-- start of EXTRACTED DATA --

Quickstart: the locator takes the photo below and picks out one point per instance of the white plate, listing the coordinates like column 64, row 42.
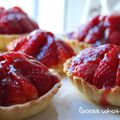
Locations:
column 69, row 105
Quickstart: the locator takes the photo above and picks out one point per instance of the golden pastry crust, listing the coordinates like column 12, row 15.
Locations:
column 58, row 68
column 76, row 45
column 91, row 91
column 5, row 39
column 21, row 111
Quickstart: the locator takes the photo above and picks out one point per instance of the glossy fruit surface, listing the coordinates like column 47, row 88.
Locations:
column 98, row 66
column 99, row 30
column 43, row 46
column 22, row 78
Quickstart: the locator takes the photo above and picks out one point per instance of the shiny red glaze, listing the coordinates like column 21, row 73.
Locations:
column 43, row 46
column 100, row 30
column 15, row 21
column 23, row 78
column 98, row 66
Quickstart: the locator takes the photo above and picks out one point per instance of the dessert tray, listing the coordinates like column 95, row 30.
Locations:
column 68, row 104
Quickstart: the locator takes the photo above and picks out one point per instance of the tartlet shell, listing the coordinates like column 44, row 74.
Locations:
column 22, row 111
column 91, row 91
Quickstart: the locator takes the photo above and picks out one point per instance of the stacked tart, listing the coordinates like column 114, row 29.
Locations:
column 95, row 72
column 14, row 22
column 26, row 86
column 43, row 46
column 100, row 30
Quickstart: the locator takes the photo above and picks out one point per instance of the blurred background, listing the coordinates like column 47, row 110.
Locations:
column 61, row 16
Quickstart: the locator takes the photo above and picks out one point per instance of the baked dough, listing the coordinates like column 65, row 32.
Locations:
column 110, row 96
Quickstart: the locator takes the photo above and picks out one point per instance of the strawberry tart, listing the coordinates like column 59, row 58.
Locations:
column 99, row 30
column 26, row 86
column 43, row 46
column 95, row 72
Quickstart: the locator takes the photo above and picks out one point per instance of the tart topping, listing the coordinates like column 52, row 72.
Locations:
column 23, row 79
column 43, row 46
column 15, row 21
column 98, row 66
column 100, row 30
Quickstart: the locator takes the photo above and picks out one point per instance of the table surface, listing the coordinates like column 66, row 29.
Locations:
column 68, row 104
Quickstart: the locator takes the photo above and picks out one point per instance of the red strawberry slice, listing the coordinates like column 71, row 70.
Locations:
column 19, row 90
column 86, row 63
column 42, row 45
column 48, row 53
column 30, row 45
column 105, row 74
column 23, row 78
column 118, row 74
column 33, row 70
column 64, row 51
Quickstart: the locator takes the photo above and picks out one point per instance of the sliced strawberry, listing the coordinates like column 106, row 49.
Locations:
column 105, row 74
column 85, row 64
column 48, row 53
column 64, row 51
column 19, row 90
column 118, row 75
column 23, row 78
column 33, row 70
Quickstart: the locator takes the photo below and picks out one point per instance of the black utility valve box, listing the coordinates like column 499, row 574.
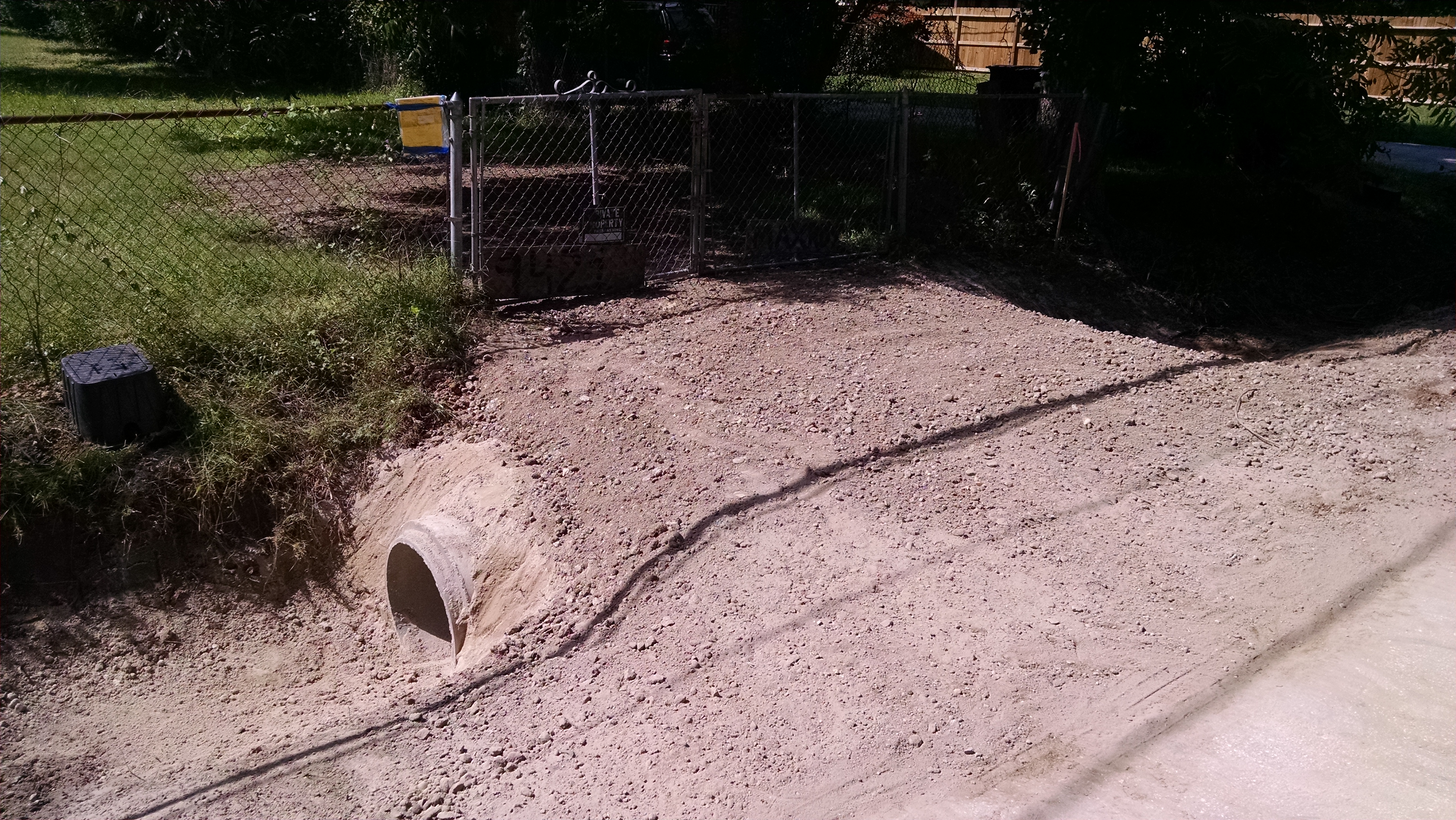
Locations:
column 113, row 394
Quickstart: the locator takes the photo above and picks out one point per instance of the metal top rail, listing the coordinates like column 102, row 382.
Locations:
column 200, row 113
column 584, row 97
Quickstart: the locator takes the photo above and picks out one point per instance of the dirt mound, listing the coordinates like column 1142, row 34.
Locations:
column 813, row 547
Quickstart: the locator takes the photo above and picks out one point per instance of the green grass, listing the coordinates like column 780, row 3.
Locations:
column 44, row 76
column 1422, row 126
column 292, row 354
column 911, row 81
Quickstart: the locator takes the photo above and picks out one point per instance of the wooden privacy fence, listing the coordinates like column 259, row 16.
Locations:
column 972, row 38
column 975, row 37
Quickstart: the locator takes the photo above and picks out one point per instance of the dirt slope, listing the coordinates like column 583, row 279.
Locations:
column 835, row 545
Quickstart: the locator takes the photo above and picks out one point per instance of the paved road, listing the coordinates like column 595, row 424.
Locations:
column 1356, row 723
column 1414, row 156
column 1359, row 723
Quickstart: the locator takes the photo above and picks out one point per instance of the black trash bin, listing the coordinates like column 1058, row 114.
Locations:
column 113, row 395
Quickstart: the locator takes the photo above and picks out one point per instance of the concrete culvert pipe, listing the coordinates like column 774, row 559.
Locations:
column 427, row 589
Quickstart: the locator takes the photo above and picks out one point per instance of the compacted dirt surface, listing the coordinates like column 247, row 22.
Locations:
column 839, row 544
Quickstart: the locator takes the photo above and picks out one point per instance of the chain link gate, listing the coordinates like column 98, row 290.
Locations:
column 583, row 193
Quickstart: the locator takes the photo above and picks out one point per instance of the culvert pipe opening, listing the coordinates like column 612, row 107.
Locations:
column 427, row 593
column 416, row 601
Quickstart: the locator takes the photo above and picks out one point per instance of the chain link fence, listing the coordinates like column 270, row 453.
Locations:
column 204, row 234
column 200, row 232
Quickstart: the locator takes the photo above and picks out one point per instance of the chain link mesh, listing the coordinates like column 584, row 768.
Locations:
column 188, row 234
column 800, row 177
column 200, row 234
column 534, row 187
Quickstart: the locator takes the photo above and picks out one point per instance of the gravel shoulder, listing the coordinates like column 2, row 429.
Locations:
column 845, row 544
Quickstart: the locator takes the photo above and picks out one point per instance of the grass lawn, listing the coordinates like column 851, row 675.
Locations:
column 1422, row 127
column 911, row 81
column 46, row 76
column 290, row 354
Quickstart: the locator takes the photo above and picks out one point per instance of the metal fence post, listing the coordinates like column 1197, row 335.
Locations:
column 699, row 183
column 905, row 162
column 795, row 156
column 453, row 116
column 474, row 139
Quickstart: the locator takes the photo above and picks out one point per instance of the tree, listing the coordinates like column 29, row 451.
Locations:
column 1206, row 81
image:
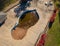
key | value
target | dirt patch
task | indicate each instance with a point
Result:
(18, 33)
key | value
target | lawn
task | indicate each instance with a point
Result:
(53, 34)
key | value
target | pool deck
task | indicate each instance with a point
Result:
(32, 34)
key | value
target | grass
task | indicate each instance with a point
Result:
(53, 35)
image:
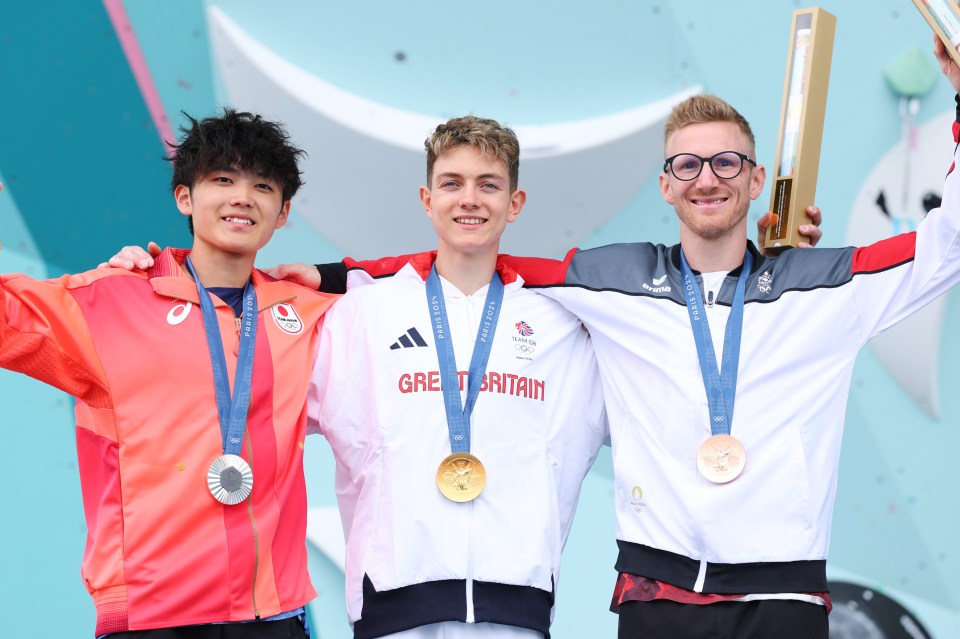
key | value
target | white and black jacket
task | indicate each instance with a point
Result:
(807, 314)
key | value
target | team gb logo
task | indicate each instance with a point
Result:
(287, 319)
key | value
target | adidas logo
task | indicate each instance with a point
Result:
(410, 339)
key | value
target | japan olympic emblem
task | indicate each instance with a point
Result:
(287, 319)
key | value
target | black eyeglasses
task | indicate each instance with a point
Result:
(687, 166)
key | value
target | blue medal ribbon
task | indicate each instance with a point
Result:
(721, 385)
(232, 410)
(458, 414)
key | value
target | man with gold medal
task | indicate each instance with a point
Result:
(193, 488)
(463, 411)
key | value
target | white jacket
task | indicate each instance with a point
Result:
(413, 556)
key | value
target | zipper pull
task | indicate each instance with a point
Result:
(236, 345)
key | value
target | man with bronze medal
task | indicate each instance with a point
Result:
(179, 533)
(737, 474)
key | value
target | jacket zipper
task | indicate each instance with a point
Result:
(253, 519)
(471, 519)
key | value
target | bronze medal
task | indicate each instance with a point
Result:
(721, 458)
(461, 477)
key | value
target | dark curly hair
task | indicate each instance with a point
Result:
(235, 140)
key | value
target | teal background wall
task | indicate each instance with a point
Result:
(80, 163)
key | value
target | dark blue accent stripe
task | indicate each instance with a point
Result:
(749, 578)
(389, 611)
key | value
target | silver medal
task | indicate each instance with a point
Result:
(230, 479)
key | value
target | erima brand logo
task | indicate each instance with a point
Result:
(410, 339)
(657, 285)
(636, 497)
(179, 313)
(287, 319)
(765, 282)
(524, 346)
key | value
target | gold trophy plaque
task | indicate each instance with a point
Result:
(801, 125)
(943, 16)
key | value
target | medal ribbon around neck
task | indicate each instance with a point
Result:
(458, 413)
(222, 479)
(721, 385)
(461, 476)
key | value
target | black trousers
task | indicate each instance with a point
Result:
(768, 619)
(291, 628)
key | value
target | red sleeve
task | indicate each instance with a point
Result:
(540, 271)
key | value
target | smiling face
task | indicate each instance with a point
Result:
(711, 208)
(234, 212)
(470, 202)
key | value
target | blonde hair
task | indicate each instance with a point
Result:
(487, 136)
(703, 109)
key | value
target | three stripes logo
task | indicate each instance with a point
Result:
(410, 339)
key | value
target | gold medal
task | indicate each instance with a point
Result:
(461, 477)
(721, 458)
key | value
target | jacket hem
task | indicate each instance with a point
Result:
(389, 611)
(723, 579)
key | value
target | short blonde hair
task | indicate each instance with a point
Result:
(487, 136)
(703, 109)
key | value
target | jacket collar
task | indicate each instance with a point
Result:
(421, 263)
(757, 259)
(168, 278)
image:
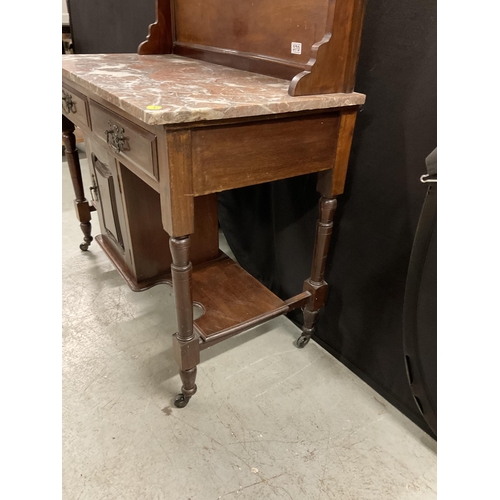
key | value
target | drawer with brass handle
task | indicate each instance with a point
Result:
(75, 106)
(132, 143)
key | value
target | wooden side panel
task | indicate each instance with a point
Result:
(331, 182)
(232, 156)
(150, 242)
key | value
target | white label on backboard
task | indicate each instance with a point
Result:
(296, 48)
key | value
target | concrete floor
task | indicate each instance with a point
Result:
(269, 420)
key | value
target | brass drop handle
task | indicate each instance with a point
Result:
(94, 189)
(115, 137)
(68, 103)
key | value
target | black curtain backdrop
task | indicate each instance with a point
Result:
(109, 26)
(270, 227)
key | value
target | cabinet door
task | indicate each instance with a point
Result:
(107, 198)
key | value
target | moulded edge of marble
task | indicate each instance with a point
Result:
(220, 112)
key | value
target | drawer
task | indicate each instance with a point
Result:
(75, 106)
(125, 139)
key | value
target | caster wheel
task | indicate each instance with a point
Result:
(181, 401)
(302, 341)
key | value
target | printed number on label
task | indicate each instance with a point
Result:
(296, 48)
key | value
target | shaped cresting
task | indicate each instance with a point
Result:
(313, 43)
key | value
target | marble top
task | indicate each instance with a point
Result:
(169, 89)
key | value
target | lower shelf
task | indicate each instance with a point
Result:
(231, 299)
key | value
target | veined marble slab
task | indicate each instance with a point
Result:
(169, 89)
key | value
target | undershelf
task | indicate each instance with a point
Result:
(231, 299)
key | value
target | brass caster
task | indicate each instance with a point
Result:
(302, 341)
(181, 401)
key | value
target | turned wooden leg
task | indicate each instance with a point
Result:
(82, 206)
(316, 284)
(185, 341)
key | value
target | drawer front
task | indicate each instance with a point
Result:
(75, 106)
(126, 139)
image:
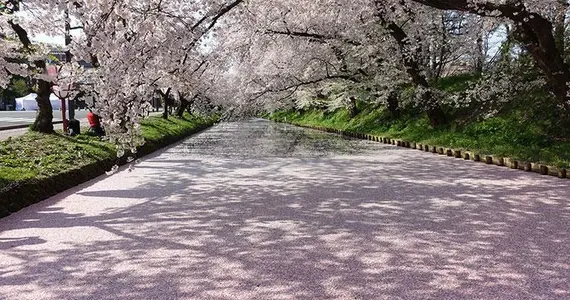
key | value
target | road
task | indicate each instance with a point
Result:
(257, 210)
(16, 118)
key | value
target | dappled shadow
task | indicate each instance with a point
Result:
(259, 210)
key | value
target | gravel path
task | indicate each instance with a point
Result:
(257, 210)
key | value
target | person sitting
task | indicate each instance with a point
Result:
(95, 123)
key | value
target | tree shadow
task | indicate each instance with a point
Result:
(285, 217)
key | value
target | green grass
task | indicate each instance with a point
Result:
(36, 155)
(506, 136)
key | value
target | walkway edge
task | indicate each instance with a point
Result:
(456, 153)
(18, 195)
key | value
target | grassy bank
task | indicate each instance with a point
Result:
(35, 166)
(502, 135)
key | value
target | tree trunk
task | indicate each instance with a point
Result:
(165, 112)
(165, 98)
(435, 113)
(393, 104)
(352, 109)
(480, 60)
(44, 118)
(533, 30)
(560, 26)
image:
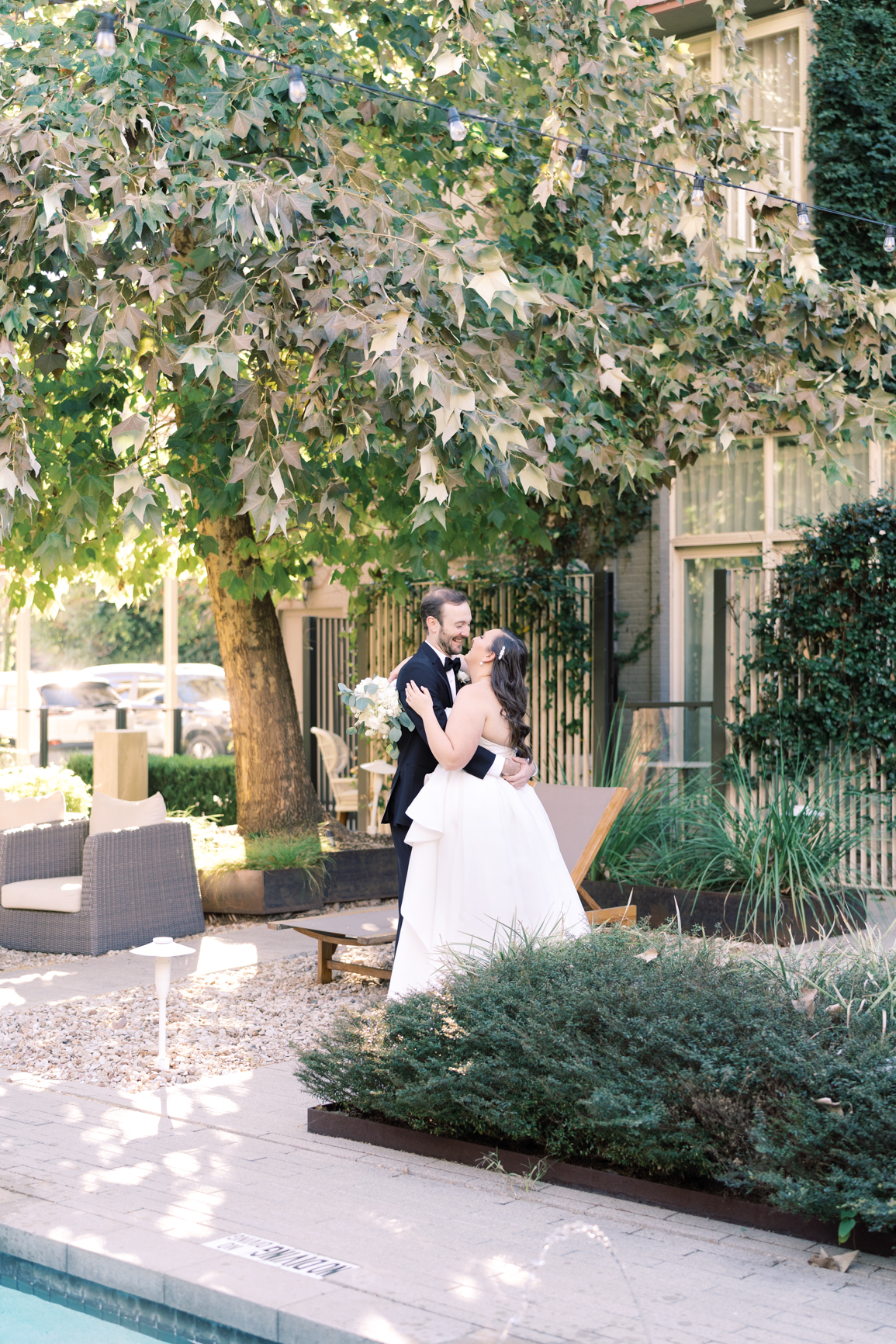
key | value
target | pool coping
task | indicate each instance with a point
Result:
(60, 1256)
(154, 1320)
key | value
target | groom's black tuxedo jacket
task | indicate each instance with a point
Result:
(414, 757)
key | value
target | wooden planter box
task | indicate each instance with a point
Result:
(328, 1120)
(715, 910)
(348, 875)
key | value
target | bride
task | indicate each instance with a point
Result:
(484, 857)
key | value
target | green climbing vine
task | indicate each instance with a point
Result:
(825, 646)
(852, 137)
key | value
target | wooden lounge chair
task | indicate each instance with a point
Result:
(356, 927)
(582, 817)
(336, 756)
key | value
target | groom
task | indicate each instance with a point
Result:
(446, 625)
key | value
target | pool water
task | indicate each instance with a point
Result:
(31, 1320)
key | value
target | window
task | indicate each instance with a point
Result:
(740, 512)
(696, 725)
(780, 47)
(804, 491)
(723, 494)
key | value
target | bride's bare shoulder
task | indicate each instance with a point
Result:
(476, 691)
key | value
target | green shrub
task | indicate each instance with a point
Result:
(692, 1068)
(205, 788)
(825, 646)
(31, 781)
(269, 852)
(784, 844)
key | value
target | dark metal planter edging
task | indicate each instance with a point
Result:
(348, 875)
(336, 1124)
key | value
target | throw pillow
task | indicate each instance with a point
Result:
(26, 812)
(117, 813)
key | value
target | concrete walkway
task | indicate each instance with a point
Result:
(125, 1191)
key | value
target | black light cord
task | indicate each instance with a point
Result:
(582, 147)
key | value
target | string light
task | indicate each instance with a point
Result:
(457, 130)
(297, 86)
(105, 42)
(579, 161)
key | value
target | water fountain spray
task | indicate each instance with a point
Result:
(563, 1234)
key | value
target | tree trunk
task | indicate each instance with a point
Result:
(273, 787)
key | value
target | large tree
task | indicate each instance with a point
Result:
(249, 326)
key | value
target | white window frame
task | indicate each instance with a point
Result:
(770, 543)
(739, 223)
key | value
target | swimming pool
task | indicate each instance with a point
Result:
(40, 1305)
(26, 1318)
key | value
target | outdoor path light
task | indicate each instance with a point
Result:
(163, 949)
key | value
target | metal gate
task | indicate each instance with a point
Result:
(330, 659)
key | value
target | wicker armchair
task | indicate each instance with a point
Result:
(335, 754)
(136, 885)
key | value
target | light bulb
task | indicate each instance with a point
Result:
(297, 88)
(457, 130)
(105, 42)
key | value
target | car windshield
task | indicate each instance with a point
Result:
(196, 688)
(84, 695)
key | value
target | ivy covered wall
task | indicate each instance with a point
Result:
(852, 133)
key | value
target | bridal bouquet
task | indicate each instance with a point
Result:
(378, 710)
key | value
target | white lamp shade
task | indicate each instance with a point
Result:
(163, 947)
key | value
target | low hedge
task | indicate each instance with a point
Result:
(205, 788)
(692, 1068)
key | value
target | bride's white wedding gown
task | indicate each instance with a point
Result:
(484, 861)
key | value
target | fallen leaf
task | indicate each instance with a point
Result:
(821, 1259)
(806, 1002)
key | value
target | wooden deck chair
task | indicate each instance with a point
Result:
(582, 817)
(335, 754)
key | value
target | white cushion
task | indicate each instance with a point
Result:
(117, 813)
(26, 812)
(62, 894)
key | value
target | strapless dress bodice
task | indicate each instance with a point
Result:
(497, 747)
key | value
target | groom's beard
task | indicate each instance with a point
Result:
(448, 644)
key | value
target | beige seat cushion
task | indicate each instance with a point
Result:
(27, 812)
(61, 894)
(117, 813)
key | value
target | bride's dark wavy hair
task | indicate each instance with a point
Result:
(508, 683)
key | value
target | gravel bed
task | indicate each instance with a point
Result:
(218, 1023)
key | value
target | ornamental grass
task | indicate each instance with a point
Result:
(695, 1062)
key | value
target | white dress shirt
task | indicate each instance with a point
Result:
(497, 765)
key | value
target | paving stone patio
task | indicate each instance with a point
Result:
(124, 1188)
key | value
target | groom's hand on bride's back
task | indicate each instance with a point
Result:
(517, 772)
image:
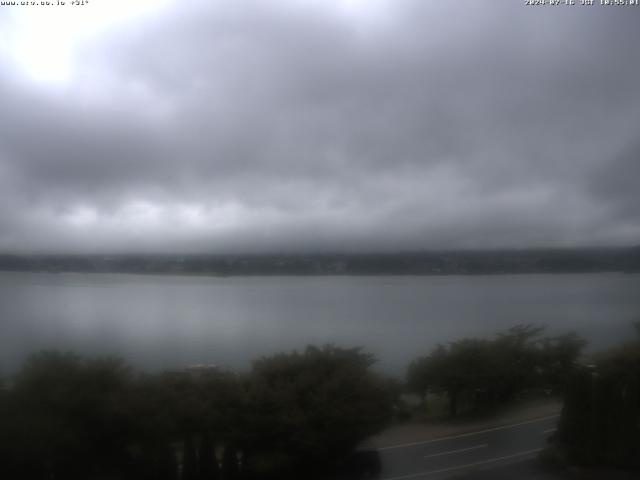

-- end of EXTRACTED DATA --

DO THIS: Retype everything from the line containing "65, row 32." down to the line containing "column 110, row 96", both of those lines included, with no changes.

RESULT OF THIS EXERCISE:
Quickstart: the locator takes the photo above and picks out one point per instance of the baked dough, listing the coordinates like column 65, row 32.
Locations:
column 110, row 96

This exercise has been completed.